What the task asks: Repeat all of the records verbatim.

++++++++++++++++++++

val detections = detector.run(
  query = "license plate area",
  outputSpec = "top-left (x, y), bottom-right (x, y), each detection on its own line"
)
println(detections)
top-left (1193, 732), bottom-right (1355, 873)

++++++++++++++++++++

The answer:
val detections = detector.run(
  query = "license plate area",
  outputSpec = "top-left (x, y), bottom-right (x, y), each detection on its own line"
)
println(detections)
top-left (1193, 732), bottom-right (1355, 873)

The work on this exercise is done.